§ **AIM**
Beginning with the line that holds "Report one dot per instance of the crowd", set down each line of the data below through the very last, exactly as given, and nothing beyond that.

§ **Dataset excerpt**
'''
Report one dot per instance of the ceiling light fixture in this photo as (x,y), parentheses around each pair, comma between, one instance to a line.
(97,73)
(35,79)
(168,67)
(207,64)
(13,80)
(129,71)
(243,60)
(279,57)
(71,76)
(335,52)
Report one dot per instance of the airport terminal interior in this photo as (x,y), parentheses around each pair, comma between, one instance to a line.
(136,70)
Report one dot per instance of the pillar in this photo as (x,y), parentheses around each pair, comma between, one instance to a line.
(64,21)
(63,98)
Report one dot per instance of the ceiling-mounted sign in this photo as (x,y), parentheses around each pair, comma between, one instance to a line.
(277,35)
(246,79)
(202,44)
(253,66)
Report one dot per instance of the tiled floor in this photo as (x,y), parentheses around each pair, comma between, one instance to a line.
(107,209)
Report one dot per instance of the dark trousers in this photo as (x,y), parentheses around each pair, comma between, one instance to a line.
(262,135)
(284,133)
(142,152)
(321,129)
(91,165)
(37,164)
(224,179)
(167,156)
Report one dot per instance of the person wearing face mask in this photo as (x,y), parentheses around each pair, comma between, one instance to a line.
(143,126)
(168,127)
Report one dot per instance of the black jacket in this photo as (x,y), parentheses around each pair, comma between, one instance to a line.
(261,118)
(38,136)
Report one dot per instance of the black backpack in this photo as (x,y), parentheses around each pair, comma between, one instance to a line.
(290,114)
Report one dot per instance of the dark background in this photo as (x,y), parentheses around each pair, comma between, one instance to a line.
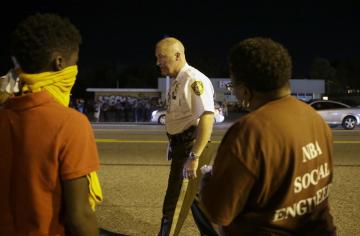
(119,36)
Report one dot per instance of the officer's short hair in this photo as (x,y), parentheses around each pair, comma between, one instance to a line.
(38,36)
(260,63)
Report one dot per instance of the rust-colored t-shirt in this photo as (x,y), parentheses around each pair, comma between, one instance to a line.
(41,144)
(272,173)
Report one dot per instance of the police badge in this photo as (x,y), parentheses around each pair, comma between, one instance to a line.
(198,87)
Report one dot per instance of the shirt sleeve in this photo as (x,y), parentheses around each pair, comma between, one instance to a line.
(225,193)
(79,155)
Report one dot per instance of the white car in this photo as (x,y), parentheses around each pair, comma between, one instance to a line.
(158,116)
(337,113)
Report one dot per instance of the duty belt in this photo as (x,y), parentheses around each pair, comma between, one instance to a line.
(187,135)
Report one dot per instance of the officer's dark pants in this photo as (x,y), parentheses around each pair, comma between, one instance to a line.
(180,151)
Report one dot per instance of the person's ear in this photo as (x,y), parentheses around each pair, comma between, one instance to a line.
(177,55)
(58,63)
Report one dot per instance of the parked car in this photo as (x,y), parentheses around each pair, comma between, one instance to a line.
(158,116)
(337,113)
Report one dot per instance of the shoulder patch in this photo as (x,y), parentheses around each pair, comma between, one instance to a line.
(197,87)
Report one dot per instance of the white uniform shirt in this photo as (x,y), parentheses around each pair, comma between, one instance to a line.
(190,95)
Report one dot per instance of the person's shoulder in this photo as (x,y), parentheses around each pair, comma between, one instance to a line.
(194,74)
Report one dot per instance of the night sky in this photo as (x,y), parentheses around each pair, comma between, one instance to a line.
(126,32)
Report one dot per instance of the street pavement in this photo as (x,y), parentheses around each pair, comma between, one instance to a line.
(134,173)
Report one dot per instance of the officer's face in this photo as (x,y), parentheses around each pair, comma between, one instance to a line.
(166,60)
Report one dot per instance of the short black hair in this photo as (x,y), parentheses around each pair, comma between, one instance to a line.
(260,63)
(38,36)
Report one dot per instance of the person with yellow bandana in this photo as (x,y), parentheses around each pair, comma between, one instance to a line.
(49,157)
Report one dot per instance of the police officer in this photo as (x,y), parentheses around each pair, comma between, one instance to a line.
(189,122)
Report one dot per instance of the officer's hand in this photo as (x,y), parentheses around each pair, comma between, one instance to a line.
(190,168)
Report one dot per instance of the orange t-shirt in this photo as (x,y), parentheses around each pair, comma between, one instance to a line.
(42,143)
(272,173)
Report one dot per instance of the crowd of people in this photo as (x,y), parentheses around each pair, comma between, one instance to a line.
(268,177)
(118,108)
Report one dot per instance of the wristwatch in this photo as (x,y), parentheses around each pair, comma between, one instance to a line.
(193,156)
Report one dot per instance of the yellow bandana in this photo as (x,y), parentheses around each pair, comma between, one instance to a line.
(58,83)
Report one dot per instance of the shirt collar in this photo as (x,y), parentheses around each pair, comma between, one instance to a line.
'''
§ **PROBLEM SOLUTION**
Report one dot per instance of the crowd of people in this photo as (x,y), parentheses around each pair, comma between, one instance to a line.
(268,177)
(118,108)
Report one dot per instance of the wristwatch in this photo as (x,y), parentheses around each pair, comma between, one instance to a line.
(193,156)
Report one dot per instance of the yellow bandana in this photo as (x,y), parentheses around each pair, comma between, one instance to a line.
(58,83)
Report one dot per instance of the shirt collar in this photo as (x,y), parentheses around each pair, comma between, one instance to a line.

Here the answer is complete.